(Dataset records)
------------------------------------------------------------------------
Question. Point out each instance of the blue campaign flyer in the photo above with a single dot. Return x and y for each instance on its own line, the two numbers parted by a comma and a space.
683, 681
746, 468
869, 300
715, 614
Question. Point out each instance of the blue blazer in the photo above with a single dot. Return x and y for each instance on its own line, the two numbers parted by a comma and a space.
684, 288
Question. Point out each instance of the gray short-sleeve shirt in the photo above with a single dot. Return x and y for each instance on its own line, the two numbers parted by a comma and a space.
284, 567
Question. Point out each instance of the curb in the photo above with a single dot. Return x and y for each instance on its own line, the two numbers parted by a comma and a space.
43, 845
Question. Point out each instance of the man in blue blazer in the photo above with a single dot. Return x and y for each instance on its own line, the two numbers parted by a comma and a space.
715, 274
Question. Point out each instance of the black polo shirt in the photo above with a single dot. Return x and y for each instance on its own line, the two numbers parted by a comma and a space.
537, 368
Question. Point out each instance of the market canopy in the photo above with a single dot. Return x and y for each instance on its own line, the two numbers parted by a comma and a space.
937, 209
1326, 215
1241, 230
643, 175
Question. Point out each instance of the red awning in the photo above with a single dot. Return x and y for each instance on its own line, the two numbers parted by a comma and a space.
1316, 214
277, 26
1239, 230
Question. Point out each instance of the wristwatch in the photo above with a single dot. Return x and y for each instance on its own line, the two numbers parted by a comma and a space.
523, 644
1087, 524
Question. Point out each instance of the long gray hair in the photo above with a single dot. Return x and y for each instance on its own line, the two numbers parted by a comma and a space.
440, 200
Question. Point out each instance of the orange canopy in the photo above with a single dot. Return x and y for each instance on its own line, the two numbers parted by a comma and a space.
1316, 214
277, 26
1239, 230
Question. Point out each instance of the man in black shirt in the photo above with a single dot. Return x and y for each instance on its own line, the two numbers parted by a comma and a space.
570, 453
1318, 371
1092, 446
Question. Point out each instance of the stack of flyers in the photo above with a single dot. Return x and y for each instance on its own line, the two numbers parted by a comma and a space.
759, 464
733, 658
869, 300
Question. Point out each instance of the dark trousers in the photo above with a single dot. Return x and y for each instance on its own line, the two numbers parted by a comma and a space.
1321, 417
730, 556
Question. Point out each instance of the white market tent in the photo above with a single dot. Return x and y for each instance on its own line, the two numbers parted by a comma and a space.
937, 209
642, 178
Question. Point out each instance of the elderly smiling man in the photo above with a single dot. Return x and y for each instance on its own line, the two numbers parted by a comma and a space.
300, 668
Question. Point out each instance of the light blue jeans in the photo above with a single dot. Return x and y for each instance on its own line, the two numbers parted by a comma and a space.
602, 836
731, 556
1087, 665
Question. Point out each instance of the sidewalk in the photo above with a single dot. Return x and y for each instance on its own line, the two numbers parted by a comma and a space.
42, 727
------------------------------------------------------------------------
Convert every line of the data above into a JSON list of strings, one string per line, omitting any blank lines.

> [Answer below]:
[
  "Question. Point out each instance of the blue campaign flyer in the photo above with a single dot. Return x and y for each instance on its own line, the two numbers parted by a comma and a space.",
  "683, 681",
  "746, 468",
  "869, 300",
  "715, 614",
  "Question. Point out each instance of the blue blazer in the photo above with a single dot. Return x and y for each instance on its own line, the two numbers parted by a comma and a space.",
  "684, 288",
  "Question. Point out each instance of the gray short-sleeve shirt in the photo above with a single dot. Return x and y for each instance on its own line, the two numbers parted by a comma and a space.",
  "284, 567",
  "Question. Point out each instance of the curb in the photo above with a single dot. Return x and y for each instance on its own line, the two numbers parted by a comma and a space.",
  "43, 845",
  "Question. Point out each instance of the man in blue blazer in the photo above with a single dot. Return x and y for each instance on its own line, the two numbers parted by a comma and a space.",
  "715, 274",
  "Question. Point out each instance of the black polo shirt in the photo above with a single dot. Return x and y for each instance on its own line, the two numbers parted by a comma and a space.",
  "537, 368",
  "Question. Point out each instance of the market canopy in the photo above with a single dot. Return x and y for each instance on its own line, the two numbers parted by a comma and a space.",
  "937, 209",
  "1326, 215",
  "1241, 230",
  "643, 175",
  "Question. Point out each instance of the red awning in the photo above with a single dot. Return x and y for each instance on its own line, the two numbers parted by a comma and a space.",
  "1316, 214",
  "277, 26",
  "1239, 230",
  "Question. Point out each instance of the wristwatch in the photo above with a single dot. Return x and y for each instance on its own line, the two numbers parted by a comma and a space.",
  "523, 644",
  "1087, 524",
  "Question. Point out each instance of the long gray hair in the photo above with a single dot. Return x and y for each instance on its own line, the two numbers parted by a comma and a space.",
  "440, 200",
  "Question. Point out each instance of the orange canopy in the photo above with a single dot. Return x and y for each instance on its own line, the two numbers parted by a comma and a space.",
  "1316, 214",
  "277, 26",
  "1239, 230",
  "Question. Point out each instance of the man in black shirt in the photo above with a single dot. Return x and y for each instance on its own line, the two numbers parted by a comma and a space.",
  "570, 453",
  "1318, 371",
  "1092, 446",
  "Question. Point out each instance of the stack of flyers in the photo above with a single dot. Return x and y for each instance on its own line, the two numbers parted by a comma and a space.",
  "759, 464",
  "733, 658",
  "869, 300",
  "Question. Point out each instance of the dark trousers in the photo above with a single dot. Return x and y for each instance on its own line, the two numbers parted by a comma and a space.",
  "1321, 417",
  "730, 556",
  "Question. Point out each instance of the white market tent in the photo above with a single dot. Return x and y for each instance on its own line, the two numbers parted by a comma and a space.",
  "937, 209",
  "642, 178",
  "Question. Point out each instance of the elderly smiling man in the photo above with a single dot. Return x and y for each instance on its own line, the two numbers parted by a comma and a space.",
  "300, 668",
  "Question. Point out each instance of the light blue jeans in the photo above with a single dot. Return x and y for each instance on its own line, the two numbers parted by a comma and a space.",
  "602, 836",
  "731, 556",
  "1087, 665",
  "Question. Point out each instance of the sidewalk in the photo above with a single dot. Return x and y for each instance on its own line, the two numbers parted by a comma and a space.",
  "42, 727"
]